• _Extracted material_
** Begin **
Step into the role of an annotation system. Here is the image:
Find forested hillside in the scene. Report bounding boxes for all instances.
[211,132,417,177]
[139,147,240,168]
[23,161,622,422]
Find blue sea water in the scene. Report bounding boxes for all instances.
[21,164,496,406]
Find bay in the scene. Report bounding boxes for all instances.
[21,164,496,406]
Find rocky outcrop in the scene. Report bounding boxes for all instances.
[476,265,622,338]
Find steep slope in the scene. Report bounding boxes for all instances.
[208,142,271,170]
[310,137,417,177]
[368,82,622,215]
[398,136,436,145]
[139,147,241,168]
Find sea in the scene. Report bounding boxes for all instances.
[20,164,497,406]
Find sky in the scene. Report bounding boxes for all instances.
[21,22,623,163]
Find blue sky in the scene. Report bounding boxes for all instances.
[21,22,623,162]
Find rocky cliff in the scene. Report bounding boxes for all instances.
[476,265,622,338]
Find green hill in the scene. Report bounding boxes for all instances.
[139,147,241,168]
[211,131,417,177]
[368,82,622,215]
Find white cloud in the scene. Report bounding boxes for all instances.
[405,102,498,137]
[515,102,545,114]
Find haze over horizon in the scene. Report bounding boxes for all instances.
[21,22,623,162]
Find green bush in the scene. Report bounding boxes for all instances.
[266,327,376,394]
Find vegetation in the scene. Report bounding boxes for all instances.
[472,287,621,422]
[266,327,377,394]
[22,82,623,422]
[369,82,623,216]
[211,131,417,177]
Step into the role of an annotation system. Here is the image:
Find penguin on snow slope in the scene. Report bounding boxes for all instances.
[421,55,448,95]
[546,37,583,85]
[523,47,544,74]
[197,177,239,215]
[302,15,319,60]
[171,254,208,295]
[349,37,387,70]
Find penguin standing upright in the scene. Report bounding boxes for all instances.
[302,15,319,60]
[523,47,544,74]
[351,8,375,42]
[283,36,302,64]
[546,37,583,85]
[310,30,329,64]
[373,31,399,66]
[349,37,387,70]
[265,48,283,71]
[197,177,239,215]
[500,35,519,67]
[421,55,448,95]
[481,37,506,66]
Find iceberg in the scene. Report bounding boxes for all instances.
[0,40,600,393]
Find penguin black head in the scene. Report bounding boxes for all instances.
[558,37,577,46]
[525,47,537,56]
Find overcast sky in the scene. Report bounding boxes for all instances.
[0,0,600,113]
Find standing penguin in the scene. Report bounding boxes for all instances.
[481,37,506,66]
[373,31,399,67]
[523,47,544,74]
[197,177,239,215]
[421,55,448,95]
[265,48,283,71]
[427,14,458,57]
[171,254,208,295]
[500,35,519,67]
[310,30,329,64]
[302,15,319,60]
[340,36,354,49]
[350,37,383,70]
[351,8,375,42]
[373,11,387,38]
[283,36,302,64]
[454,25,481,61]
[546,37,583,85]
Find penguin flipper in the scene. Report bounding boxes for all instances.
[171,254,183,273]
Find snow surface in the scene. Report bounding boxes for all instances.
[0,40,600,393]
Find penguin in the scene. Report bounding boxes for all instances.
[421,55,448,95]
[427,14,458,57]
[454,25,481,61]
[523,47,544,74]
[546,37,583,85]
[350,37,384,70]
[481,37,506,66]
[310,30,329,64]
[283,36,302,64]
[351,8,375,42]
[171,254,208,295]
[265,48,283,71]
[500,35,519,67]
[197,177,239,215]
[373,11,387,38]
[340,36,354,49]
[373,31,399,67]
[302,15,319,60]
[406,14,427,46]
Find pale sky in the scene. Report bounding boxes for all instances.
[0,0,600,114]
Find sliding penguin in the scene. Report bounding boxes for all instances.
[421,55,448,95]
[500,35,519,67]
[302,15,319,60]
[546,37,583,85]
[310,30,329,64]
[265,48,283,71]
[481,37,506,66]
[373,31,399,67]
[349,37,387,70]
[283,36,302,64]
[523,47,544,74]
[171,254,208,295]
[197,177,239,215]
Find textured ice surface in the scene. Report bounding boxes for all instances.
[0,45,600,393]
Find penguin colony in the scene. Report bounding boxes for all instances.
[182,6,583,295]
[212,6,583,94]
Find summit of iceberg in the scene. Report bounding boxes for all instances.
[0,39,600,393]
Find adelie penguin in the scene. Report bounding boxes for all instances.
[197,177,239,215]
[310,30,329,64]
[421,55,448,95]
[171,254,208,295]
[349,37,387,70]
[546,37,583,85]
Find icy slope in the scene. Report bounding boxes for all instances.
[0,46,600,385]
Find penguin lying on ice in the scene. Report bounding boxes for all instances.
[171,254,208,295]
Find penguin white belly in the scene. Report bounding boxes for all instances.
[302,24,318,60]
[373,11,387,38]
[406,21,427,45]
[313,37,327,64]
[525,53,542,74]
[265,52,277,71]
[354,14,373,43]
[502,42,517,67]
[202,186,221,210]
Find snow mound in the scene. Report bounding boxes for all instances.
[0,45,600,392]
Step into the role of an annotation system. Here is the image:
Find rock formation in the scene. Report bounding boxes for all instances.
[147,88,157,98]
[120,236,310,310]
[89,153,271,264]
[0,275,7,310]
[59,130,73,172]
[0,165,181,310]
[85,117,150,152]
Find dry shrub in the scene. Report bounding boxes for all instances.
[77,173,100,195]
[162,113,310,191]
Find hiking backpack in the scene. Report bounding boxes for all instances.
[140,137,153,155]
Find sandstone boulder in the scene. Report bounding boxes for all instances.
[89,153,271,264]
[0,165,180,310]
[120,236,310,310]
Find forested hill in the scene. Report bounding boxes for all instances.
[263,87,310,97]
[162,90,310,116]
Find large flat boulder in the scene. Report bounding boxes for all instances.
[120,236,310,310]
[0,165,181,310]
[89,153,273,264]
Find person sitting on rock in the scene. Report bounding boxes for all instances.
** End **
• _Stated exercise_
Write back every line above word for word, with nothing added, dropped, or changed.

• _Response to this exercise_
Step into the role of an annotation system. Here is the image:
Find forested hillside in the scene. Report bounding boxes for all instances.
[211,132,417,177]
[139,147,240,168]
[23,161,622,422]
Find blue sea water in the scene. Report bounding boxes for all instances.
[21,164,496,406]
Find bay in the scene. Report bounding boxes for all instances.
[21,164,496,406]
Find rocky outcrop in the scene. Report bounding boxes for all instances.
[476,265,622,338]
Find steep slope in the scene. Report bounding boxes for all instances.
[208,142,271,170]
[310,137,417,177]
[368,82,622,215]
[398,136,436,145]
[139,147,241,168]
Find sea in the scene. Report bounding boxes for all instances.
[20,164,497,406]
Find sky in the scene. Report bounding boxes for all instances.
[21,22,623,163]
Find blue sky in the scene. Report bounding boxes for all instances.
[21,22,623,162]
Find rocky cliff in the scene. Report bounding boxes for all instances.
[476,265,622,338]
Find green hill in the scene. Report bounding boxes for all instances.
[139,147,241,168]
[211,131,417,177]
[368,82,622,215]
Find white cloud in the scene. Report bounding boxes for all instances.
[405,102,498,137]
[515,102,545,114]
Find haze over horizon in the scene. Report bounding boxes for all instances.
[21,22,623,162]
Find green bush in the scene. Report bounding boxes for all instances.
[266,327,376,394]
Find vegetation in the scene. Report bounding boxes for all instances.
[472,287,621,422]
[266,327,377,394]
[22,82,623,422]
[369,82,623,216]
[211,131,417,177]
Step into the role of an annotation system. Here is the image:
Find penguin on snow slope in the scene. Report bounding boxes for all instances.
[421,55,448,95]
[546,37,583,85]
[523,47,544,74]
[197,177,239,215]
[302,15,319,60]
[171,254,208,295]
[349,37,387,70]
Find penguin standing upright in the scene. Report bounding boxes for all instances.
[302,15,319,60]
[523,47,544,74]
[351,8,375,42]
[283,36,302,64]
[546,37,583,85]
[310,30,329,64]
[373,31,399,66]
[349,37,387,70]
[265,48,283,71]
[197,177,239,215]
[500,35,519,67]
[421,55,448,95]
[481,37,506,66]
Find iceberg in the scene. Report bounding boxes for all instances.
[0,40,600,393]
Find penguin black head in the scene. Report bounding boxes for all instances.
[558,37,577,46]
[525,47,537,56]
Find overcast sky in the scene. Report bounding boxes for all instances.
[0,0,600,113]
Find standing penguin in the scene. Report bounding boxes for all instances.
[481,37,506,66]
[373,31,399,67]
[523,47,544,74]
[197,177,239,215]
[421,55,448,95]
[265,48,283,71]
[427,14,458,57]
[171,254,208,295]
[500,35,519,67]
[310,30,329,64]
[302,15,319,60]
[340,36,354,49]
[350,37,383,70]
[351,8,375,42]
[373,11,387,38]
[283,36,302,64]
[454,25,481,61]
[546,37,583,85]
Find penguin flipper in the scene. Report bounding boxes for all instances.
[171,254,183,273]
Find snow surface in the scene. Report bounding boxes for all instances.
[0,40,600,393]
Find penguin in the scene. Report bounding boxes for all instances.
[421,55,448,95]
[427,14,458,57]
[454,25,481,61]
[523,47,544,74]
[546,37,583,85]
[350,37,384,70]
[481,37,506,66]
[310,30,329,64]
[283,36,302,64]
[351,8,375,42]
[171,254,208,295]
[265,48,283,71]
[500,35,519,67]
[197,177,239,215]
[373,11,387,38]
[340,36,354,49]
[373,31,399,67]
[302,15,319,60]
[406,14,427,46]
Find pale sky in the scene. Report bounding boxes for all instances.
[0,0,600,114]
Find sliding penguin in the scene. Report bounding boxes for all instances.
[421,55,448,95]
[500,35,519,67]
[302,15,319,60]
[546,37,583,85]
[310,30,329,64]
[265,48,283,71]
[481,37,506,66]
[373,31,399,67]
[349,37,387,70]
[283,36,302,64]
[523,47,544,74]
[171,254,208,295]
[197,177,239,215]
Find textured ice surface in the scene. Report bounding boxes for all instances.
[0,45,600,393]
Find penguin colony in the scene. Report bounding boxes for all instances.
[182,6,583,295]
[212,6,583,94]
Find summit of iceberg in the scene. Report bounding boxes for all instances.
[0,39,600,393]
Find adelie penguin in the scene. Report bounding boxes for all instances.
[197,177,239,215]
[310,30,329,64]
[421,55,448,95]
[171,254,208,295]
[349,37,387,70]
[546,37,583,85]
Find icy slope in the scene. Report bounding boxes for all instances.
[0,46,600,385]
Find penguin lying on ice in the scene. Report bounding boxes for all instances.
[171,254,208,295]
Find penguin white belly in the scene. Report bounding boxes for all instances.
[302,24,318,60]
[373,11,387,38]
[406,21,427,45]
[313,37,327,64]
[525,53,542,74]
[265,52,277,71]
[354,14,373,43]
[502,42,517,67]
[202,186,221,210]
Find snow mound in the scene. Report bounding boxes for all instances.
[0,45,600,392]
Step into the role of an annotation system. Here is the image:
Find rock formation in the scene. Report bounding boxes for all instances.
[147,88,157,98]
[120,236,310,310]
[89,153,271,264]
[0,275,7,310]
[59,130,73,172]
[0,165,181,310]
[85,117,150,152]
Find dry shrub in the scene. Report bounding boxes for all instances.
[77,173,100,195]
[162,113,310,191]
Find hiking backpack in the scene. Report bounding boxes for all instances.
[140,137,153,155]
Find sandstone boulder in the scene. Report bounding boxes for all instances.
[89,153,271,264]
[0,165,180,310]
[120,236,310,310]
Find forested hill in the scene. Report bounding boxes for all instances.
[263,87,310,97]
[162,90,310,116]
Find large flat boulder in the scene. Report bounding boxes for all instances.
[120,236,310,310]
[0,165,181,310]
[89,153,273,264]
Find person sitting on rock in the scene. Report bounding boxes for all instances.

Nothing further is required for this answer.